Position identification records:

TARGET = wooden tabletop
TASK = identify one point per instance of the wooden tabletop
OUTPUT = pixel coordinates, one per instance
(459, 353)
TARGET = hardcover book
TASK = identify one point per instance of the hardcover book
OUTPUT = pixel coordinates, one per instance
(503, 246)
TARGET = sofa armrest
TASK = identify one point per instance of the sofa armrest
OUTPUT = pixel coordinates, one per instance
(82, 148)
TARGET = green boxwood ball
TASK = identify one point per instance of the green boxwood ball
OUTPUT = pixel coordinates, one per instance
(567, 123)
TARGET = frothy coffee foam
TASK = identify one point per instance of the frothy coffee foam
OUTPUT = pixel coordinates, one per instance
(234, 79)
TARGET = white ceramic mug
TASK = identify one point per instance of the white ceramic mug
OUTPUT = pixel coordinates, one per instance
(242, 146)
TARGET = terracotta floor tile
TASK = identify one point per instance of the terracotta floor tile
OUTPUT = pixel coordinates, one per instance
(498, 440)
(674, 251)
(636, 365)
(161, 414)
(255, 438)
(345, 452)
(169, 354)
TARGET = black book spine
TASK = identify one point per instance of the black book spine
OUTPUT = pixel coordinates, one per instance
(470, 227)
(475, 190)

What the exercise asks: Rewrite the records from the line containing "TARGET = terracotta floor tile" through the end of the records, switching "black" to "dark brown" and leaving everything else as it is.

Answer to the exercise:
TARGET = terracotta floor tile
TASK = identify one point per instance of the terracotta floor tile
OUTPUT = pixel coordinates, one per instance
(498, 440)
(674, 251)
(636, 365)
(161, 414)
(255, 438)
(345, 452)
(169, 354)
TARGET = dark brown book spine
TASK = identify one point per instance of the dark brown book spine
OUTPUT = pixel coordinates, one per instance
(470, 227)
(475, 190)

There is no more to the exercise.